Metin kesiti ▸
Burada ifade etmek istediğimiz
şey; dün ve bugün yaşanan şeylerin tek sorumlusu İstanbul Sözleşmesi değildi.
Bozulma, İslam’ın hayat sahasından kaldırılmasından sonra başladı ve her geçen
gün artarak devam etti. Yani var olan beşerî sistem, bu bozulmanın asıl
müsebbibiydi. İstanbul Sözleşmesi bu kötü gidişatı hızlandırdı ve belirli
konularda kötü bir çığır açılmasına neden oldu. Uygulanan beşerî sistem sadece
İstanbul Sözleşmesinden çekilme ile düzeltilebilecek durumda değil. Çünkü bu sistem;
Batı’nın düşünme metodunu, hayata bakış açısını, aile kurumunu ve insani
değerleri yok eden batıl kültürü ve dahasını, hayatın her alanına taşımış
durumda. Bu yüzden sadece İstanbul Sözleşmesinin kaldırılması yeterli olmadı/olmayacak.

Kutu etiketleme veri kümesinden satırlar
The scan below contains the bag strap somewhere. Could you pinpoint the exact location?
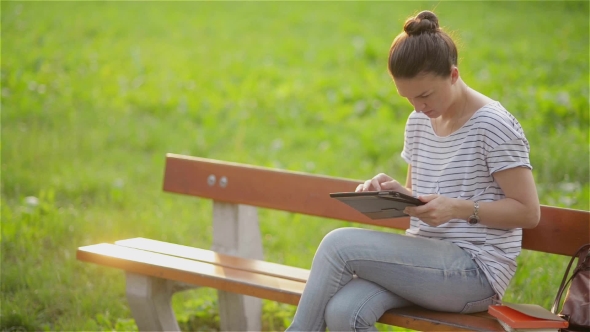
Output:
[551,244,590,314]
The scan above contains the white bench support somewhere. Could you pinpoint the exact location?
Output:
[126,272,194,331]
[212,201,263,331]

Verilen talimat ▸ Lütfen metinde "Bozulma, İslam’ın hayat" ifadesinden "kaldırılması yeterli olmadı/olmayacak." ifadesine kadar olan kısmı, "beşerî sistem" yerine "insan yapımı düzen" koyarak düzenleyip yeniden yazın. Yanıt verirken yalnızca metni esas alın.

Alıştırma sonucu ▸
Bozulma, İslam’ın hayat sahasından kaldırılmasından sonra başladı ve her geçen
gün artarak devam etti. Yani var olan insan yapımı düzen, bu bozulmanın asıl
müsebbibiydi. İstanbul Sözleşmesi bu kötü gidişatı hızlandırdı ve belirli
konularda kötü bir çığır açılmasına neden oldu. Uygulanan insan yapımı düzen sadece
İstanbul Sözleşmesinden çekilme ile düzeltilebilecek durumda değil. Çünkü bu sistem;
Batı’nın düşünme metodunu, hayata bakış açısını, aile kurumunu ve insani
değerleri yok eden batıl kültürü ve dahasını, hayatın her alanına taşımış
durumda. Bu yüzden sadece İstanbul Sözleşmesinin kaldırılması yeterli olmadı/olmayacak.